=== Section Start ===

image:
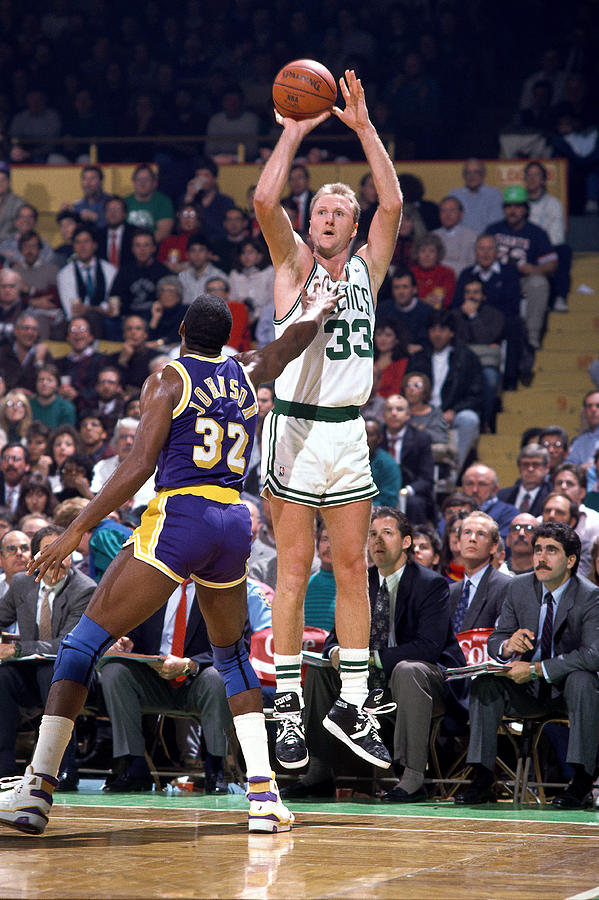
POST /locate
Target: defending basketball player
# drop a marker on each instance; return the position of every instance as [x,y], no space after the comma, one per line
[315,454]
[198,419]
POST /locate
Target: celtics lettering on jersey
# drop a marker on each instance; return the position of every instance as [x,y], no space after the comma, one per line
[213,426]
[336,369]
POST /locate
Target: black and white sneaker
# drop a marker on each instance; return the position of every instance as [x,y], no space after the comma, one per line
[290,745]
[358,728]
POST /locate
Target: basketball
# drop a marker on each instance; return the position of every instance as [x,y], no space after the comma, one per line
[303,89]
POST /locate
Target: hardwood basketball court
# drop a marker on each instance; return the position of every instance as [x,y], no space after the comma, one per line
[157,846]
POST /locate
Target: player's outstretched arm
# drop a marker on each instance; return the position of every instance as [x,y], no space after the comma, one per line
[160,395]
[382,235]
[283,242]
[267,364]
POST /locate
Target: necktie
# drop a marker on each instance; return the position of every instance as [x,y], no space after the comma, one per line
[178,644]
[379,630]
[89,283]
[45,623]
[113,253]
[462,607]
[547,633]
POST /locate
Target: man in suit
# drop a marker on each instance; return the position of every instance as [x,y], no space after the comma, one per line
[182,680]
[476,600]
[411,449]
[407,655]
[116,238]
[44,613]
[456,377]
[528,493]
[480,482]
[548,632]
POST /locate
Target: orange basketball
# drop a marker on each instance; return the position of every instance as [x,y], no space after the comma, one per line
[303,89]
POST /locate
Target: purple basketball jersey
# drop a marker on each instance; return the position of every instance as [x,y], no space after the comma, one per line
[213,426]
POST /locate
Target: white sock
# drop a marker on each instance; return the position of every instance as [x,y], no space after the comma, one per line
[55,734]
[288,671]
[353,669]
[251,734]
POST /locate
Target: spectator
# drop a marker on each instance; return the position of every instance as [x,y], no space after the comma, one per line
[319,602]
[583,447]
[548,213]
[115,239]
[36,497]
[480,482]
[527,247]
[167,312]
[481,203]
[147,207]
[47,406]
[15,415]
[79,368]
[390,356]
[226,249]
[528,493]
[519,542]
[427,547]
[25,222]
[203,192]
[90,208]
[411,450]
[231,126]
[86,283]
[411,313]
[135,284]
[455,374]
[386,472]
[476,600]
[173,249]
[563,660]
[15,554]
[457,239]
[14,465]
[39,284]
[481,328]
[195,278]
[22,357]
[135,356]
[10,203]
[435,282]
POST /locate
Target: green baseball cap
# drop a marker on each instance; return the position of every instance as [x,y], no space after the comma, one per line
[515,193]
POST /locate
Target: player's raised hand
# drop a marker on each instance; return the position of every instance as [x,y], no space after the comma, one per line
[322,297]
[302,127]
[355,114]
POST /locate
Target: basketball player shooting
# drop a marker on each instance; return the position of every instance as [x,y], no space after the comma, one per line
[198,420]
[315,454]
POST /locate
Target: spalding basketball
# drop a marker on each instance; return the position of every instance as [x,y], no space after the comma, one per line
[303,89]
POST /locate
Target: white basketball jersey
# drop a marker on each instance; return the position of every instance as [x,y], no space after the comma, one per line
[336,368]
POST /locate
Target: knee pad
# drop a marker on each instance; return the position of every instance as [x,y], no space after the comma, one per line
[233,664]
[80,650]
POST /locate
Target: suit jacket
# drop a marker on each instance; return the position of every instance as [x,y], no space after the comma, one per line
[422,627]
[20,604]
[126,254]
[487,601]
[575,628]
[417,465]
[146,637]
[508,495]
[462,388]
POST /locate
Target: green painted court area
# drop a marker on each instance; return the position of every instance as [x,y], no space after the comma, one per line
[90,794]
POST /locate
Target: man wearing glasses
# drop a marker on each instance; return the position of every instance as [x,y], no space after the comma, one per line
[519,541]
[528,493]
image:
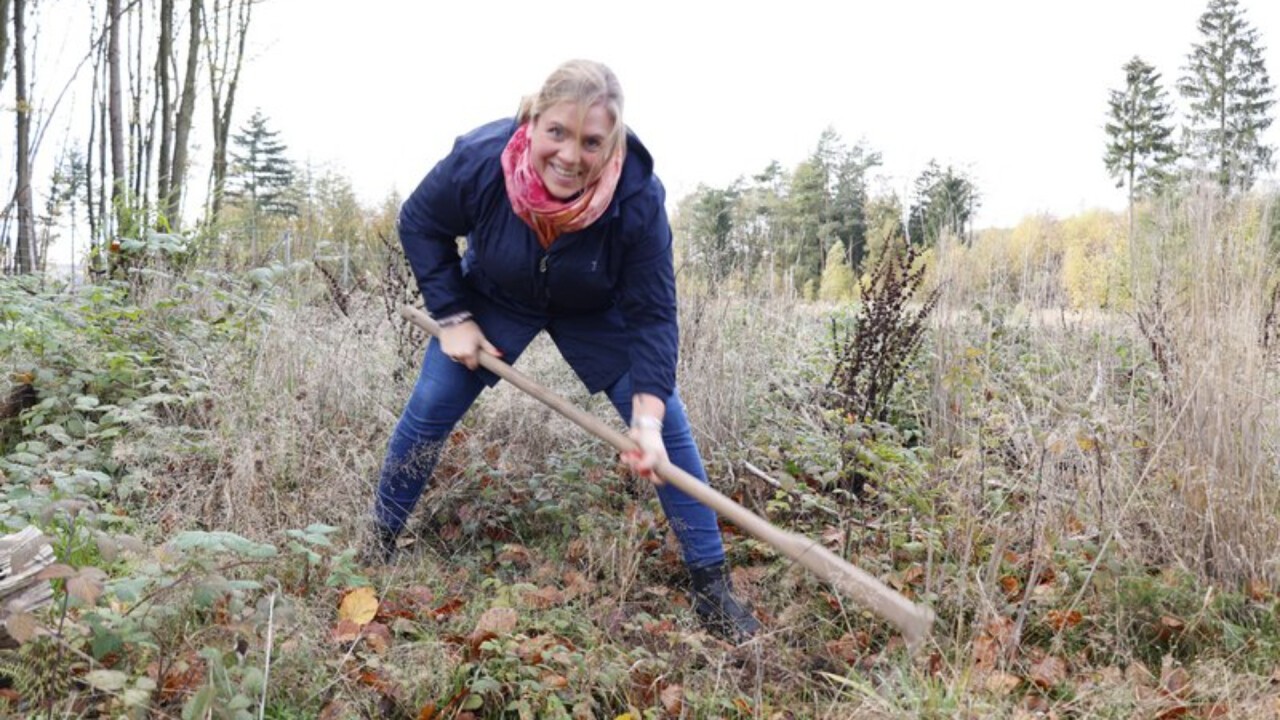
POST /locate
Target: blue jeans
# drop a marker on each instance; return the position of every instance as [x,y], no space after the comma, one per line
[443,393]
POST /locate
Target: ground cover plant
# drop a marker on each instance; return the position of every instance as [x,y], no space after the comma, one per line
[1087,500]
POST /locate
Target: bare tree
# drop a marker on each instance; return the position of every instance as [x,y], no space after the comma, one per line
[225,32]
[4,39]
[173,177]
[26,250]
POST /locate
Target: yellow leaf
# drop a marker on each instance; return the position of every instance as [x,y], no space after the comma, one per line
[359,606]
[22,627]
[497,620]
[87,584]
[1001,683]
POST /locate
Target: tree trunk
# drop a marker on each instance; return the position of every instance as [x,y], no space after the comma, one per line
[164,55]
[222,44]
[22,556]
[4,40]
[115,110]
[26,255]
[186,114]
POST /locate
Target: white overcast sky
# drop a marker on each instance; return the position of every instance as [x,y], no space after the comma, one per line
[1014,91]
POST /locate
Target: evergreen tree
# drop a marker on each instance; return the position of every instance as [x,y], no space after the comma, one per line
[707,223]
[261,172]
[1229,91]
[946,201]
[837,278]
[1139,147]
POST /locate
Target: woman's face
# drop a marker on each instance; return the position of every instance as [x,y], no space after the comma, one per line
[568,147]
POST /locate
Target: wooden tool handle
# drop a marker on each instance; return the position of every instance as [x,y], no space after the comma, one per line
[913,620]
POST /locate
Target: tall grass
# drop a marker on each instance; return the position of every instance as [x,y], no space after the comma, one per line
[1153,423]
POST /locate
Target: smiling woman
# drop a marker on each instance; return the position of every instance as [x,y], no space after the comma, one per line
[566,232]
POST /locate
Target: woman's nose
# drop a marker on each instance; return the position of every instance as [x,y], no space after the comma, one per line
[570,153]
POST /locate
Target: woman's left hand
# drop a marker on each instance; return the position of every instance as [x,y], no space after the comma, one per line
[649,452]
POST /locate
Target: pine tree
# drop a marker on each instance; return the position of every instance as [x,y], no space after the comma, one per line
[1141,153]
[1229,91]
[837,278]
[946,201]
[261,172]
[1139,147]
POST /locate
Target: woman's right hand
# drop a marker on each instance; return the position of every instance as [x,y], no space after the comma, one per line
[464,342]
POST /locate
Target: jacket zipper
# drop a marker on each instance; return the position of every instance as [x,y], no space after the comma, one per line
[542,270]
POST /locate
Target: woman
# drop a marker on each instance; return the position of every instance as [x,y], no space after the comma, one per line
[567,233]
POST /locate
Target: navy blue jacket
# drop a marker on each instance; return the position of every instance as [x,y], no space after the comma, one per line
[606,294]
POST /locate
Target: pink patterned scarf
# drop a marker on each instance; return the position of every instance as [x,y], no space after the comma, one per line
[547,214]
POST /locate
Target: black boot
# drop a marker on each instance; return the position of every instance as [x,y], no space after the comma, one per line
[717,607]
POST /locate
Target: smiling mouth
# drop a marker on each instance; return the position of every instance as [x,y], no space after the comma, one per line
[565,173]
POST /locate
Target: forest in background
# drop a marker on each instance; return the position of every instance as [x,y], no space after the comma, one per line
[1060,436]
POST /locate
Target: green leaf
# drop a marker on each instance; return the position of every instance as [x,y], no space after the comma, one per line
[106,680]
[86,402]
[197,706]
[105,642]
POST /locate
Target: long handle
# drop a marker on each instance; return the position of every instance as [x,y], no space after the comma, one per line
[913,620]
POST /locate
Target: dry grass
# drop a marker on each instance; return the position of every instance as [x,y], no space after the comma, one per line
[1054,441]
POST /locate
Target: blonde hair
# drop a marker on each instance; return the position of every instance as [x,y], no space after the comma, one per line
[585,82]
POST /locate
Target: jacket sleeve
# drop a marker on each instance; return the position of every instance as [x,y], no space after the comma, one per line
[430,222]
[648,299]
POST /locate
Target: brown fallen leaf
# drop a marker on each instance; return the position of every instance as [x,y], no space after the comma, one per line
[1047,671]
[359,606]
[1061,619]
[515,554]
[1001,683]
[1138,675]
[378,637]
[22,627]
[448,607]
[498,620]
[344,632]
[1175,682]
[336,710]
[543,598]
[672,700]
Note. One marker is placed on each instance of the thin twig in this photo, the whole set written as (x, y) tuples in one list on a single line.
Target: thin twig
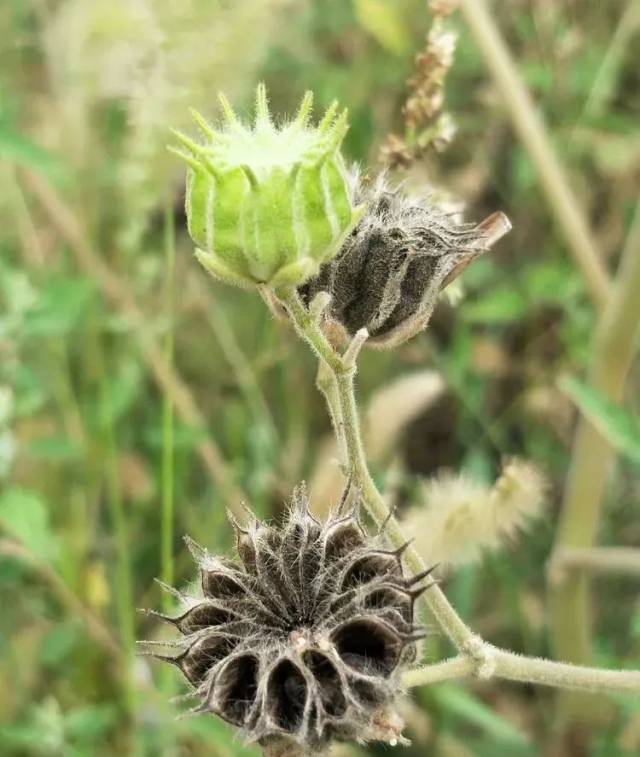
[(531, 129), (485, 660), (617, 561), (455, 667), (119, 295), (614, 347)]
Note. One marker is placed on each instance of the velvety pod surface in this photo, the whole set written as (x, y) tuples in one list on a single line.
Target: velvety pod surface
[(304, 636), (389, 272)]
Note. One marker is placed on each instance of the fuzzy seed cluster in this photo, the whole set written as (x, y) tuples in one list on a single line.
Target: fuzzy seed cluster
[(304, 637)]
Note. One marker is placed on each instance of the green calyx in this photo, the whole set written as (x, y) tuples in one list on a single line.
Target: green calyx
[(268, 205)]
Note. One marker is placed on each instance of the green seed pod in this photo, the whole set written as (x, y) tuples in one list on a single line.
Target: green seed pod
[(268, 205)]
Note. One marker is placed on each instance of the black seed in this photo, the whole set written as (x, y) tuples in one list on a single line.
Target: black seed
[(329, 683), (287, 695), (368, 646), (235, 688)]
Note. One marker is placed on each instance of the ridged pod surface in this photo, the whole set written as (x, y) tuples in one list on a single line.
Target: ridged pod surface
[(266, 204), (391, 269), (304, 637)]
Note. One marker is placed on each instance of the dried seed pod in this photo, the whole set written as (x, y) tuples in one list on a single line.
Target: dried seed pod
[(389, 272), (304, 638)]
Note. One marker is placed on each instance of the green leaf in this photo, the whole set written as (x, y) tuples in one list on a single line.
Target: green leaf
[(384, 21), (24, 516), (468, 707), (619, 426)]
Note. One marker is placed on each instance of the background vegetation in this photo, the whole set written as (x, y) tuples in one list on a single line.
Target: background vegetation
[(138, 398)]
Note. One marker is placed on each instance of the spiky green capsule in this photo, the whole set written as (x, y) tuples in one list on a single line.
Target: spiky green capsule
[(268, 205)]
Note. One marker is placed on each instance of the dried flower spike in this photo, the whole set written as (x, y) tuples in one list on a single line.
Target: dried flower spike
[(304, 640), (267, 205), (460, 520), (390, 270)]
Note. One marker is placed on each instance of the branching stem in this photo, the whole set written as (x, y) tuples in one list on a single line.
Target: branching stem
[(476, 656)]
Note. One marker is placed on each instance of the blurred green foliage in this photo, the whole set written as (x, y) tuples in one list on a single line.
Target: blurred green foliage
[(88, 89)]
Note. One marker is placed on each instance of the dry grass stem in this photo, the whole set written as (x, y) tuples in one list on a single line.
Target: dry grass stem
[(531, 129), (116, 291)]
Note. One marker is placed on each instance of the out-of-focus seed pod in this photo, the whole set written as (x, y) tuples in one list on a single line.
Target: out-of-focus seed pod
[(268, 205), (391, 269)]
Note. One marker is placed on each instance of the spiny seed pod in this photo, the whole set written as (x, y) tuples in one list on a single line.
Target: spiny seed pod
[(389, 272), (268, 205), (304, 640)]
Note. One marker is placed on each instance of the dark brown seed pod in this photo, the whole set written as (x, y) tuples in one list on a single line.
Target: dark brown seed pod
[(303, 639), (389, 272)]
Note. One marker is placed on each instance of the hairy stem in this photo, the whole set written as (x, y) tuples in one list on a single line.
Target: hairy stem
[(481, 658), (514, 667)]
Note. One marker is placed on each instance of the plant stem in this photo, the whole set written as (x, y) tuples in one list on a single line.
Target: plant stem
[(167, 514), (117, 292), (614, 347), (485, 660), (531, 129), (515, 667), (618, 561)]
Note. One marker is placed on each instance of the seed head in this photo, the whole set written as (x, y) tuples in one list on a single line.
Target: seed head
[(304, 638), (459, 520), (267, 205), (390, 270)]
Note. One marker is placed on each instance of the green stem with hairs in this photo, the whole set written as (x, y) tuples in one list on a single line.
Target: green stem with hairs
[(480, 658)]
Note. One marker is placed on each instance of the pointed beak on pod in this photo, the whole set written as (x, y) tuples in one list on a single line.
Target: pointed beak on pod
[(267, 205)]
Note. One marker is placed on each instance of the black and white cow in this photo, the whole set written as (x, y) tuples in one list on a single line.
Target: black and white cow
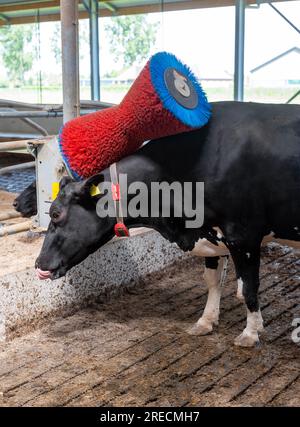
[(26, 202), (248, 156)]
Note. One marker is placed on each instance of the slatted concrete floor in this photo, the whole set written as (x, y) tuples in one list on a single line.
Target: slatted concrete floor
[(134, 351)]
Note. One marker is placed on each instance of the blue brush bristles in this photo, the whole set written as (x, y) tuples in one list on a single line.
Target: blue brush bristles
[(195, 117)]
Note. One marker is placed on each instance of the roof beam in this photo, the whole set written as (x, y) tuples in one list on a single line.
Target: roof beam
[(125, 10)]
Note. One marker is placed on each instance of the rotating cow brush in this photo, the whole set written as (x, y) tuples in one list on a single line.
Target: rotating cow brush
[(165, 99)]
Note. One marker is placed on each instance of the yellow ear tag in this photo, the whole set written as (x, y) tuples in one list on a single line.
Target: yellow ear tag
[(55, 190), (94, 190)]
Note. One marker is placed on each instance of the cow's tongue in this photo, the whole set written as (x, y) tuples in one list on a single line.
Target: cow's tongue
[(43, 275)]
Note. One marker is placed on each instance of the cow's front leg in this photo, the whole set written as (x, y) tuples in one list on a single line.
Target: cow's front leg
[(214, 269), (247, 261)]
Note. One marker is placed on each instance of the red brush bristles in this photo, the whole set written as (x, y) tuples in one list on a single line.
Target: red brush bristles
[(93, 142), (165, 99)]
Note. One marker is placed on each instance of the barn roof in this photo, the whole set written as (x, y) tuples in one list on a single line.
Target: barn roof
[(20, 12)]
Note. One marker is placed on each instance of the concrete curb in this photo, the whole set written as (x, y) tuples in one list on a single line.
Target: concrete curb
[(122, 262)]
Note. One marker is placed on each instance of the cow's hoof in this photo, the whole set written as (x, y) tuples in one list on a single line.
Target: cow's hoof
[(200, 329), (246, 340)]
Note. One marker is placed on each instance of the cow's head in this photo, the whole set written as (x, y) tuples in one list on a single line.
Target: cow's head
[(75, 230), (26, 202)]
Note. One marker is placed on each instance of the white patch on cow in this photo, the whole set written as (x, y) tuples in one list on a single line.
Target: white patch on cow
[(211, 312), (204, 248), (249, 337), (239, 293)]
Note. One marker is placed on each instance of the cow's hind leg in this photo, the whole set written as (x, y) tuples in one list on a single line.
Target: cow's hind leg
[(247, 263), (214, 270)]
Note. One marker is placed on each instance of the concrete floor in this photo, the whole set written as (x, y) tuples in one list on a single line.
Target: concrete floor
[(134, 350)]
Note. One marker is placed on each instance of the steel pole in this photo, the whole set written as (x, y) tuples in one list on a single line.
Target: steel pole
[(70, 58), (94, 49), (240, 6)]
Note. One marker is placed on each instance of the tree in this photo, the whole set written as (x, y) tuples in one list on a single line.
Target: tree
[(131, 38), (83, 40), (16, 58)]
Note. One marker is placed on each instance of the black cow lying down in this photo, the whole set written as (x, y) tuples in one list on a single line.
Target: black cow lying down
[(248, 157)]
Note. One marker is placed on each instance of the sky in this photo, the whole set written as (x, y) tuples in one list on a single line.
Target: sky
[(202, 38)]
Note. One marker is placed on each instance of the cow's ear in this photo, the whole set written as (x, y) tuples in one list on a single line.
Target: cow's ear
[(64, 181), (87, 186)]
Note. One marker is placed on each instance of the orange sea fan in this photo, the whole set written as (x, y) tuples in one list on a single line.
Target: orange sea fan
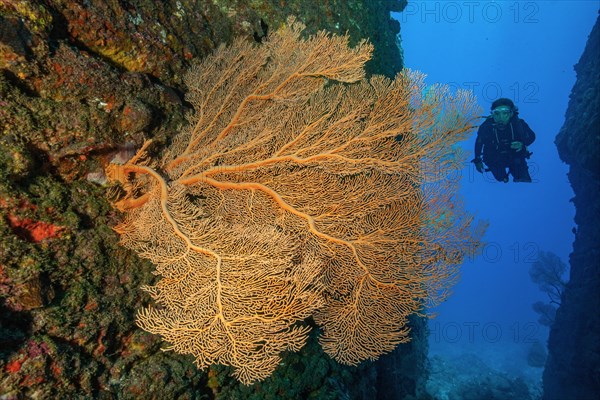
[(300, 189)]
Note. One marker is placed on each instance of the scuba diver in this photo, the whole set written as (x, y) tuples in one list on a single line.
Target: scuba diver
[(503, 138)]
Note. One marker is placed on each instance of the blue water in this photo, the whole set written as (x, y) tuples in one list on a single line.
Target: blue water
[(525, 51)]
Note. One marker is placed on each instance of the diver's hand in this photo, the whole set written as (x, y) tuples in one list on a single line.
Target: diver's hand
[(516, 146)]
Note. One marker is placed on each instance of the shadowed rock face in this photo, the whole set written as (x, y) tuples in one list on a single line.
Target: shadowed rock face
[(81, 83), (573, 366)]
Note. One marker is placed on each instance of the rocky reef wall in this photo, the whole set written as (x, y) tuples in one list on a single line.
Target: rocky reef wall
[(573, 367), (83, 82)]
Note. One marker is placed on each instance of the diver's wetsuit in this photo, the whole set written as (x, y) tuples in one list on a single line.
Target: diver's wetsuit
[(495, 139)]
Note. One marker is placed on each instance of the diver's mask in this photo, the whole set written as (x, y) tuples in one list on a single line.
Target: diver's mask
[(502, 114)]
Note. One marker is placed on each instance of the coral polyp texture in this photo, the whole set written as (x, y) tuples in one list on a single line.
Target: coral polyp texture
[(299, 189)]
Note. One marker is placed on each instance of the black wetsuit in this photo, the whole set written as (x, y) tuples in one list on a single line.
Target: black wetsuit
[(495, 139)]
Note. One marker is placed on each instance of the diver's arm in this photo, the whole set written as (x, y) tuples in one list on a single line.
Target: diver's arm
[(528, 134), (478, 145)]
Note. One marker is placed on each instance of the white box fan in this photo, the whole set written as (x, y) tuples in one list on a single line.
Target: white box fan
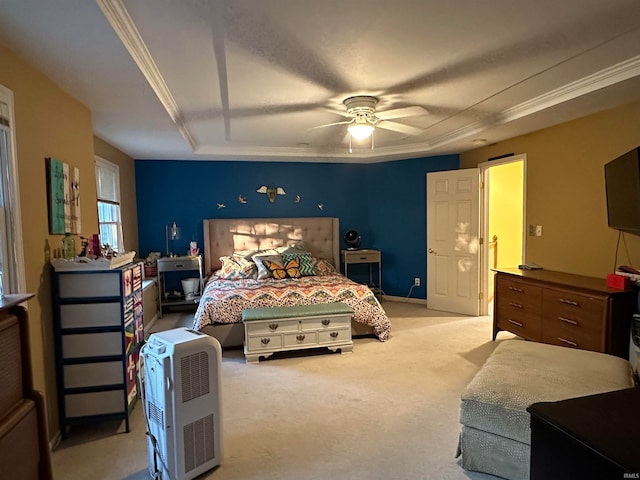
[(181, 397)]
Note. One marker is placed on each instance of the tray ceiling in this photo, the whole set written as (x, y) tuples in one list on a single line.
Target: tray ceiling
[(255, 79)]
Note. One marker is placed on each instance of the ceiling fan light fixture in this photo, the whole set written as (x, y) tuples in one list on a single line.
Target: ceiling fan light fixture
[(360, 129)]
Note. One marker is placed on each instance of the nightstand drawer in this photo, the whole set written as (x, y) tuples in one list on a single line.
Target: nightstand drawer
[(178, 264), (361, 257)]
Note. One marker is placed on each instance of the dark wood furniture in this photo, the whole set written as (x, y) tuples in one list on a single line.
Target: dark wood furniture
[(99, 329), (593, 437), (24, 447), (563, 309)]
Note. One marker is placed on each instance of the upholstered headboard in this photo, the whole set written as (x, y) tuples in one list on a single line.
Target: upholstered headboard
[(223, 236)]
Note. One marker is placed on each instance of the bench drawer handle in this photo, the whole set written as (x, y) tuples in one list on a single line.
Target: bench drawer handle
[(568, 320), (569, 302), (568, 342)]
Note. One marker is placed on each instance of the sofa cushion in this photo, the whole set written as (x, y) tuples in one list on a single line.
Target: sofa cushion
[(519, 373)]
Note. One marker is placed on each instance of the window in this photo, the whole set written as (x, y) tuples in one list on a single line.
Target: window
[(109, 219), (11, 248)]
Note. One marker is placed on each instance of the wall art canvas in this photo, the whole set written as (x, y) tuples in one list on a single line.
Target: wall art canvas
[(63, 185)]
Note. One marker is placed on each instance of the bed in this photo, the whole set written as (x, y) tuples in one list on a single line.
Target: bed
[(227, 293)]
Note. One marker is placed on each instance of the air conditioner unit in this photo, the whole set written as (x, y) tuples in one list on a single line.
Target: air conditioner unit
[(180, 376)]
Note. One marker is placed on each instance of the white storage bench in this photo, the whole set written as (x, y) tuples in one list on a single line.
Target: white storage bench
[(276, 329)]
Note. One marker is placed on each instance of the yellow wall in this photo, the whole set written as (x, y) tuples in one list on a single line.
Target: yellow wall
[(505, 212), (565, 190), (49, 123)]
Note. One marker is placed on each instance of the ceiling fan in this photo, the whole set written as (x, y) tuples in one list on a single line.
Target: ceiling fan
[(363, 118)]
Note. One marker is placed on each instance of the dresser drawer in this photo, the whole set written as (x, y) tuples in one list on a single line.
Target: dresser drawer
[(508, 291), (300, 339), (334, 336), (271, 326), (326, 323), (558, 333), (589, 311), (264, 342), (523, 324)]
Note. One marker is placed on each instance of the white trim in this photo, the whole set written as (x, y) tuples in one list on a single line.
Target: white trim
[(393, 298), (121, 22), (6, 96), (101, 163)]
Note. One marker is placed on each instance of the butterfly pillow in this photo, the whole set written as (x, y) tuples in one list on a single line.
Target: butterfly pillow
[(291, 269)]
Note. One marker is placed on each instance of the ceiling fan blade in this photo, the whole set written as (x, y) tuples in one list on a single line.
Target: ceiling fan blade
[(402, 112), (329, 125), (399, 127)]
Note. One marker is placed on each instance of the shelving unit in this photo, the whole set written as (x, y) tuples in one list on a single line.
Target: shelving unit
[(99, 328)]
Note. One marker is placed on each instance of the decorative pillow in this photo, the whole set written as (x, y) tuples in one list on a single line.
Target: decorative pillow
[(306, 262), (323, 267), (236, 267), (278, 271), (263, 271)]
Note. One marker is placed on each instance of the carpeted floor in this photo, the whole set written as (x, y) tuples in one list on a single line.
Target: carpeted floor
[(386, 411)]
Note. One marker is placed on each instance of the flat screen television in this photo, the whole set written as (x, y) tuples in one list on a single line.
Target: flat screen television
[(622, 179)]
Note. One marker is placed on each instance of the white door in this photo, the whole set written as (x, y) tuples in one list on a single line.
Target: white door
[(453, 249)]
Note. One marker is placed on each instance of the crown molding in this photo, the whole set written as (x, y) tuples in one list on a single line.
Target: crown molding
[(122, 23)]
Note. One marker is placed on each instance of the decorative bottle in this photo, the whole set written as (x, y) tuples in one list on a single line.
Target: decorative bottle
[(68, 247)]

=== Section End ===

- **TASK DESCRIPTION**
Look above for the line with "Target: man in suit" and the line with "Target: orange basketball". Write out those two lines and all the lines between them, exactly, and no others.

- **PROBLEM SOLUTION**
Target: man in suit
# drop a marker on each instance; return the position of every instance as [x,y], no space after the comma, one per line
[182,680]
[476,600]
[411,449]
[407,655]
[116,238]
[44,613]
[456,377]
[528,493]
[480,482]
[548,632]
POST /locate
Target: orange basketball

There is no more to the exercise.